— 抽出テキスト —

ちょっと前のことですが、プロカメラマンの西嶋伸嘉さんのこんなツイートが話題になっていました。
(写真とアプリ 1/3)
— visual-material (@vm_nishijima) 2017年4月6日
特に若い女性の間で写真アプリ依存というか、現実との乖離が進行してるように思う。以前、どんな風に撮れているのか見せて欲しいと言われたので、デジカメ背面モニターで見せたところ、「違う!これは私の顔じゃない!写真撮るの下手ですね」と不機嫌さを露わにされた。
(写真とアプリ 2/3)
— visual-material (@vm_nishijima) 2017年4月6日
彼女は自分のスマホを取り出し、「これ。これが私の本当の顔なの。どうしてこういう風に可愛く撮れないの?」と見せてきたのは、アプリ(BeautyPlus)で修正されまくった画像だった…。
私は返答の言葉に詰まり、どうしたものかと思案を巡らせた。
(写真とアプリ 3/3)
— visual-material (@vm_nishijima) 2017年4月6日
原型を留めないほどの肌修正と輪郭補正、ドギついほどの彩度と強コントラスト、写真というより限りなく絵画に近い表現がもはや「普通」になりつつある時代。ある種の危機感を覚えるが、変化を受け入れつつも新しい映像表現を開拓しなければならない地点に来たように感じる。
天体写真やってるとこの女性を笑えないというか、天体写真も画像処理が前提で、どこまでやるのかって線引きは曖昧だし、光害地での撮影っていう無茶をやってるとかなりキツい強調処理は当たり前というか、そのままだとそれこそ「こんなの××星雲じゃない!」みたいな話になっちゃうわけで悩ましいところなのです。

— 設問 —
1. 写真アプリの文章で、「写真というより」の直前に並んでいる加工の内容は何ですか。すべて挙げてください。
2. 写真アプリの文章を、最後の文のあとから書き進めてください。
この先の資料は、上の文章とは別のものです。

[保存項目]
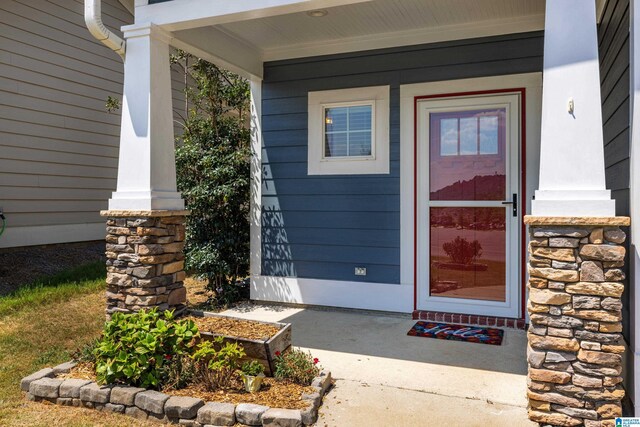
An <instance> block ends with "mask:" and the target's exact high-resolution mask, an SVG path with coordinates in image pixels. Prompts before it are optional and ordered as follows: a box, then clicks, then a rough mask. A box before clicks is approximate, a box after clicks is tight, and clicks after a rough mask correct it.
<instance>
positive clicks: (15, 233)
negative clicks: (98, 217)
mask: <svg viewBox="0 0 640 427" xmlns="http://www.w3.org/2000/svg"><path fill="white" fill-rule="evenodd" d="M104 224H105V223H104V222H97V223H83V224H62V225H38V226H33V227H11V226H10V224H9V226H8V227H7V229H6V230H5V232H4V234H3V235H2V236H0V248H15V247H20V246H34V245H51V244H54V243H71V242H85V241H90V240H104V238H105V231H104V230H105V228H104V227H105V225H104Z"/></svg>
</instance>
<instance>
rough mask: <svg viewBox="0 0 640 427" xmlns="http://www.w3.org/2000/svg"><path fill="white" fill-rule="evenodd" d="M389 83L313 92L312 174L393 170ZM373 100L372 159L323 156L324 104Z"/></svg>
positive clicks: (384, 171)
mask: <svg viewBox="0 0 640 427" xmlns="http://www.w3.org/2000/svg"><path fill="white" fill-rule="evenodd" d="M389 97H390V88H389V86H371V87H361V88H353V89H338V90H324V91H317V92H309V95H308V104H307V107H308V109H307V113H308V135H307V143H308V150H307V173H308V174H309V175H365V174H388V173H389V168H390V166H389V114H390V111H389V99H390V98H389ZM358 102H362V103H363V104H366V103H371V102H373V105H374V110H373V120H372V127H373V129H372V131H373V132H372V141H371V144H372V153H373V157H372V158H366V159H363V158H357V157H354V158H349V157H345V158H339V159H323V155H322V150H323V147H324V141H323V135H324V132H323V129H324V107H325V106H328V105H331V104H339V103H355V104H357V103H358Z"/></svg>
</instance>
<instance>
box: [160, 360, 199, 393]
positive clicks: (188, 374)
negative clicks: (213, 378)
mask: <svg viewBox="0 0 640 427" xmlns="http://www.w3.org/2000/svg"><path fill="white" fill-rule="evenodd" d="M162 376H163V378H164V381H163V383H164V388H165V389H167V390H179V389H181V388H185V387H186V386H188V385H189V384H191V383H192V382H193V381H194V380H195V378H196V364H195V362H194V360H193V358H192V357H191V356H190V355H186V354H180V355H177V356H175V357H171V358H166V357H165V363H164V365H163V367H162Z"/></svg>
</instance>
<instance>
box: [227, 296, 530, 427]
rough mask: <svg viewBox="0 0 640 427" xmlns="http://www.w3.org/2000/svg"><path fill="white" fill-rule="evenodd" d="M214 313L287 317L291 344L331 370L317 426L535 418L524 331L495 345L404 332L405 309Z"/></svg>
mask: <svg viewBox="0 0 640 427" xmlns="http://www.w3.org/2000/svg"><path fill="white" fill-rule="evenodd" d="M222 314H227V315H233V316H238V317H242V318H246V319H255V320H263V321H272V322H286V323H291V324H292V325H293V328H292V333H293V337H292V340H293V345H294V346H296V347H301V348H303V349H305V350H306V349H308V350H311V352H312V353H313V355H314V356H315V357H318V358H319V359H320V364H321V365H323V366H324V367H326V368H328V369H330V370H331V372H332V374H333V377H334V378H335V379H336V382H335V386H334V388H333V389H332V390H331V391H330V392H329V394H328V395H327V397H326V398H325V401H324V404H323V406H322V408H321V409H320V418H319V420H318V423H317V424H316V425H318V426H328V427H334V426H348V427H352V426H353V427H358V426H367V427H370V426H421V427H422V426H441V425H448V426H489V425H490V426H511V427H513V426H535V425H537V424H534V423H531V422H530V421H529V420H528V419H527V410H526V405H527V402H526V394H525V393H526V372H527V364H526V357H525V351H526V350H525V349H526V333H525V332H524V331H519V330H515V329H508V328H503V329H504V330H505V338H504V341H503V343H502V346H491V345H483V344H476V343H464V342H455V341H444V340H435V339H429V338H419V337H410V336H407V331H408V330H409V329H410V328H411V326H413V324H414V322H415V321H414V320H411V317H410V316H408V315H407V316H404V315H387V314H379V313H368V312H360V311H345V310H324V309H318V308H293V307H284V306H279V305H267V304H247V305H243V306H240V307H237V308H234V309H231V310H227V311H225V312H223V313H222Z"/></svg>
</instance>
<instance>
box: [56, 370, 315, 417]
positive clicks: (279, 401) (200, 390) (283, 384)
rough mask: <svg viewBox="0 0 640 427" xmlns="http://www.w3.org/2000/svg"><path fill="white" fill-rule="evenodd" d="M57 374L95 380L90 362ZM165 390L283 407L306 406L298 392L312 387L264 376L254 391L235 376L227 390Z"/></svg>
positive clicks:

==

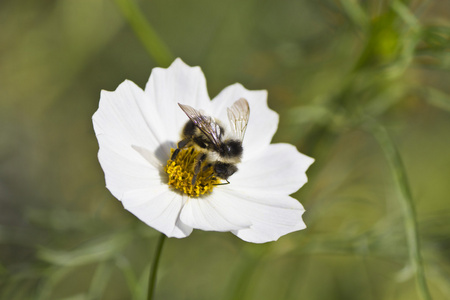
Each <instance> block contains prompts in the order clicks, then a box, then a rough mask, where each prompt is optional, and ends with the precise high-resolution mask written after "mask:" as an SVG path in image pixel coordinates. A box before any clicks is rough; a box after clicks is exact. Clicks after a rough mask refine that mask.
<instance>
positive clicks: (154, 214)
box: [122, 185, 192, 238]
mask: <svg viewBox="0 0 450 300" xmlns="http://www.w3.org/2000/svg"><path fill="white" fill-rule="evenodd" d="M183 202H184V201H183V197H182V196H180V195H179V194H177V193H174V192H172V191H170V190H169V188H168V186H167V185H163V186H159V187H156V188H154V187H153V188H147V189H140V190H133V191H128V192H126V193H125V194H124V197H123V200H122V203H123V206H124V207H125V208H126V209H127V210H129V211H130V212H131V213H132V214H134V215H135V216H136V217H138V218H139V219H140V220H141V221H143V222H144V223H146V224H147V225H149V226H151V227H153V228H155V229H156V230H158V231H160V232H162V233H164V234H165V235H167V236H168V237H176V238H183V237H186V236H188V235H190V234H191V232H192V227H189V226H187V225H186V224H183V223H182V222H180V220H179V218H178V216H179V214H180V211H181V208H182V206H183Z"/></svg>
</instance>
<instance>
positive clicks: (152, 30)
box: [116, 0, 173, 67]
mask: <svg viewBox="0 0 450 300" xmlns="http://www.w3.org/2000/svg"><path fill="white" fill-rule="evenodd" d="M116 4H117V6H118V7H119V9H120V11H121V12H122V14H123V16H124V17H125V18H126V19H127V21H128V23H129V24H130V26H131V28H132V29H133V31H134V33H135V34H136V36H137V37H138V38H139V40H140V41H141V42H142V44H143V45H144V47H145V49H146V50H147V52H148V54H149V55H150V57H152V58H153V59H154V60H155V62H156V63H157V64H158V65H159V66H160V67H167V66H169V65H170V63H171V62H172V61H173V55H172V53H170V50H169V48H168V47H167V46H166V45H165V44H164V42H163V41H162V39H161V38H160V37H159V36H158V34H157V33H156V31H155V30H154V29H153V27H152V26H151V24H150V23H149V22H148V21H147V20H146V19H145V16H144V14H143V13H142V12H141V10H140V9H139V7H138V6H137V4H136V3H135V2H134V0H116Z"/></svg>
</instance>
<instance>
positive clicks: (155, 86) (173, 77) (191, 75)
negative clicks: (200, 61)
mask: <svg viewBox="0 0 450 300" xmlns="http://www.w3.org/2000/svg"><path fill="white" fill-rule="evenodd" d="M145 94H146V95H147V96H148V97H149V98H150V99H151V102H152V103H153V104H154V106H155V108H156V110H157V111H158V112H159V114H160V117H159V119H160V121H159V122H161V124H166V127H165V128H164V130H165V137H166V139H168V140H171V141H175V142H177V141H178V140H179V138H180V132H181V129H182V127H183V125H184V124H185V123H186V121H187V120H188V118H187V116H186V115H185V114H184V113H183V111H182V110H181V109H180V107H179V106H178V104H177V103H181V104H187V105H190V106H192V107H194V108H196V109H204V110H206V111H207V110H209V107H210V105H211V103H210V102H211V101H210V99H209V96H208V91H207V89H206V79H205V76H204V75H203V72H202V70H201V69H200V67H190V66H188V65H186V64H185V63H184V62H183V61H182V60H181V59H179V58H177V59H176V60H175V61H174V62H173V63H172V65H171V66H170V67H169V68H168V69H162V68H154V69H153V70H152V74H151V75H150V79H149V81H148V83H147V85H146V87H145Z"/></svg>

— 各問の解答 —
1. 原型を留めないほどの肌修正、輪郭補正、ドギついほどの彩度、強コントラスト

2.
先日の M101 回転花火銀河、撮って出しの状態だとこんなのです。
ISO 200, 360s
Lightroom CC のデフォルト設定で現像, フルサイズ換算1920mm相当にトリミング
カメラの液晶画面で見えたのがこんな感じでしたから、正直撮っている間ずっと今撮っているのが M101 だという確信が持てなかったくらいでした。
DeepSkyStacker でダーク、フラット、コンポジット(12枚)したものがこれ。基本的にノイズ軽減だけなのでまだ何も見えません。
これにレベル補正、傾斜カブリの補正、明瞭度の調整等をかけるとやっと姿が見えてきます。いつもは黒レベルをもっと下げて全体の光害カブリを消しているのですが、今回は少し残すように調整してみました。
どうせ光害地での撮影と開き直ってこのくらいに仕上げた方がいいんですかね。カブリが消えるまで補正すると天体の淡く広がった部分がボソボソになってノイズにしか見えなくなってしまうのですが、このくらいだとそういう部分もなんとか天体の一部として認識できる程度に見えてきます。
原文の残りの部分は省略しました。